» **Data for the task**
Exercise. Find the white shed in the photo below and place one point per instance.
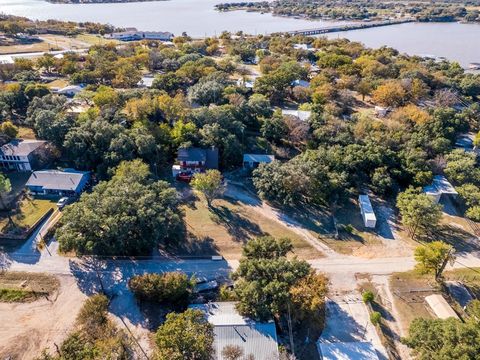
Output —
(251, 161)
(368, 215)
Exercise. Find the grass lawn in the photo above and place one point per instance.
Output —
(59, 83)
(470, 277)
(25, 133)
(28, 213)
(23, 286)
(20, 48)
(409, 291)
(228, 226)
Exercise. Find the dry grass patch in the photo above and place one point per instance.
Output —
(26, 215)
(409, 290)
(225, 228)
(25, 287)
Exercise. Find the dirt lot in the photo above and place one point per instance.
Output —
(386, 240)
(226, 227)
(409, 290)
(38, 325)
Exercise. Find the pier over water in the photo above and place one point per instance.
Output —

» **Assignment**
Some of the data mentions "Exercise". Copy every line where it does.

» **Written response**
Exercise. Find the white shed in the photo below and place one point per instance.
Exercise. Find the grass lawn in the photo above and place one point per instance.
Exercise. Find the dry grass patch in the photo above and place one point per instance.
Exercise. Find the dirt lot in the photo above and place one point per instance.
Exercise. Find the pier over water in the photo above and place one point per instance.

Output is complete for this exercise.